Exercise goal
Recast every line of the listing below as a Markdown table with the columns Row and Line, numbering each line and leaving out the blank ones.

Recorded information
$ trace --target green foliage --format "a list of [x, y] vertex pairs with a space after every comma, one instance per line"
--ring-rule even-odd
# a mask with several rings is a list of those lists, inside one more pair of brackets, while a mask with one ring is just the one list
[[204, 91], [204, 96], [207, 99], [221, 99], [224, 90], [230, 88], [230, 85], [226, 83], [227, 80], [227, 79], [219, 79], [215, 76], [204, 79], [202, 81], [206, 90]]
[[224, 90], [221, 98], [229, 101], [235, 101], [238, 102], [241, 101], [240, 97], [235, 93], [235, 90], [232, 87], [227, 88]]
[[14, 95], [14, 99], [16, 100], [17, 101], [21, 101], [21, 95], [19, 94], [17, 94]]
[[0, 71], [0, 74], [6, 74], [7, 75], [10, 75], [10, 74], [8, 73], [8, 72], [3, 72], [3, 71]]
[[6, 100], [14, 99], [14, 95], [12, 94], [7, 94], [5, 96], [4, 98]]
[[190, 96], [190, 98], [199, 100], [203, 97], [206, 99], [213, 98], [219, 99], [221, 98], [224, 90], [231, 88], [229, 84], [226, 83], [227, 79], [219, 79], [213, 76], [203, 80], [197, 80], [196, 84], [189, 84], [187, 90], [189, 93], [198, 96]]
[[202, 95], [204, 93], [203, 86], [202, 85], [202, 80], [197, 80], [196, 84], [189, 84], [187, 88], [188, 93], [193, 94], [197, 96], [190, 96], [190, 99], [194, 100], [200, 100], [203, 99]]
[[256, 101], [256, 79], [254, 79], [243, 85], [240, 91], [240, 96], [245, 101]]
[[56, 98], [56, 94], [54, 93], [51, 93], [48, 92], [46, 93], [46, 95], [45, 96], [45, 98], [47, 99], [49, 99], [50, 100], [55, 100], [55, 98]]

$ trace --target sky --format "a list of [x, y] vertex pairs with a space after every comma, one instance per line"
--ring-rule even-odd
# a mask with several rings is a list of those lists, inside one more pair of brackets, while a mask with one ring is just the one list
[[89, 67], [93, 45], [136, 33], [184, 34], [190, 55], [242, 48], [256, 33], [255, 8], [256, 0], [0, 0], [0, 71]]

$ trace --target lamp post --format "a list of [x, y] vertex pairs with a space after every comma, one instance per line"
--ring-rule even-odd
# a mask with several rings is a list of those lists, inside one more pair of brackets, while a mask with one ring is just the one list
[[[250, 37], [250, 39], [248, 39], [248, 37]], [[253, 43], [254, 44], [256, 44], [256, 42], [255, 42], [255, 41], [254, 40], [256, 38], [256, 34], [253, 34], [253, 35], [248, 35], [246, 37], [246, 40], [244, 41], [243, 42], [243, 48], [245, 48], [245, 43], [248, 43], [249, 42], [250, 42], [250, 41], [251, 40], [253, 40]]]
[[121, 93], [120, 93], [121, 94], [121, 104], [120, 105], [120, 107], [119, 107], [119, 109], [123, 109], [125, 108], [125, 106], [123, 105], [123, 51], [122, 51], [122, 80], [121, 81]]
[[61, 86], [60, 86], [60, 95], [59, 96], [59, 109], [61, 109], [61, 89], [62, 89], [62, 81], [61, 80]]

Reply
| Row | Line |
|---|---|
| 1 | $ trace --target green foliage --format "a list of [x, y] vertex pairs with a space after every comma, one instance per line" |
| 2 | --ring-rule even-odd |
| 3 | # a mask with several rings is a list of those lists, inside one more pair of brackets, while a mask with one ring is just the one list |
| 4 | [[204, 91], [204, 96], [207, 99], [221, 99], [224, 90], [230, 88], [230, 85], [226, 83], [227, 80], [227, 79], [219, 79], [215, 76], [204, 79], [202, 81], [206, 90]] |
| 5 | [[224, 90], [221, 98], [229, 101], [235, 101], [238, 102], [241, 101], [240, 97], [235, 93], [235, 90], [232, 87], [227, 88]] |
| 6 | [[14, 95], [14, 99], [16, 100], [17, 101], [21, 101], [21, 95], [19, 94], [17, 94]] |
| 7 | [[0, 71], [0, 74], [6, 74], [7, 75], [10, 75], [10, 74], [8, 73], [8, 72], [3, 72], [3, 71]] |
| 8 | [[6, 100], [14, 99], [14, 95], [12, 94], [7, 94], [5, 96], [4, 98]] |
| 9 | [[190, 96], [190, 98], [199, 100], [203, 97], [206, 99], [213, 98], [219, 99], [221, 98], [224, 90], [231, 88], [229, 84], [226, 83], [227, 79], [219, 79], [213, 76], [203, 80], [197, 80], [196, 84], [189, 84], [187, 90], [189, 93], [198, 96]] |
| 10 | [[202, 95], [204, 93], [203, 86], [202, 85], [202, 80], [197, 80], [196, 84], [189, 84], [187, 88], [188, 93], [193, 94], [197, 96], [190, 96], [190, 99], [194, 100], [200, 100], [203, 99]] |
| 11 | [[256, 101], [256, 79], [254, 79], [243, 85], [240, 91], [240, 96], [245, 101]] |
| 12 | [[56, 98], [56, 94], [54, 93], [51, 93], [48, 92], [46, 93], [46, 95], [45, 96], [45, 98], [47, 99], [49, 99], [50, 100], [55, 100], [55, 98]] |
| 13 | $ trace --target sky --format "a list of [x, y] vertex pairs with a space after every comma, one instance per line" |
| 14 | --ring-rule even-odd |
| 15 | # a mask with several rings is a list of those lists, inside one more pair of brackets, while a mask with one ring is just the one list |
| 16 | [[89, 67], [93, 45], [136, 33], [184, 34], [190, 55], [242, 48], [256, 33], [255, 8], [256, 0], [0, 0], [0, 71]] |
| 17 | $ trace --target lamp post --format "a list of [x, y] vertex pairs with a space after every comma, one instance per line" |
| 18 | --ring-rule even-odd |
| 19 | # a mask with several rings is a list of those lists, inside one more pair of brackets, while a mask with one ring is just the one list |
| 20 | [[[250, 37], [250, 39], [248, 39], [248, 37]], [[253, 43], [254, 44], [256, 44], [256, 42], [255, 42], [255, 41], [254, 40], [256, 38], [256, 34], [253, 34], [253, 35], [248, 35], [246, 37], [246, 40], [244, 41], [243, 42], [243, 48], [245, 48], [245, 43], [248, 43], [249, 42], [250, 42], [250, 41], [251, 40], [253, 40]]] |
| 21 | [[121, 93], [120, 93], [121, 94], [121, 104], [120, 105], [120, 107], [119, 107], [119, 109], [123, 109], [125, 108], [125, 106], [123, 105], [123, 51], [122, 51], [122, 80], [121, 81]] |
| 22 | [[61, 86], [60, 86], [60, 95], [59, 96], [59, 109], [61, 109], [61, 89], [62, 89], [62, 81], [61, 80]] |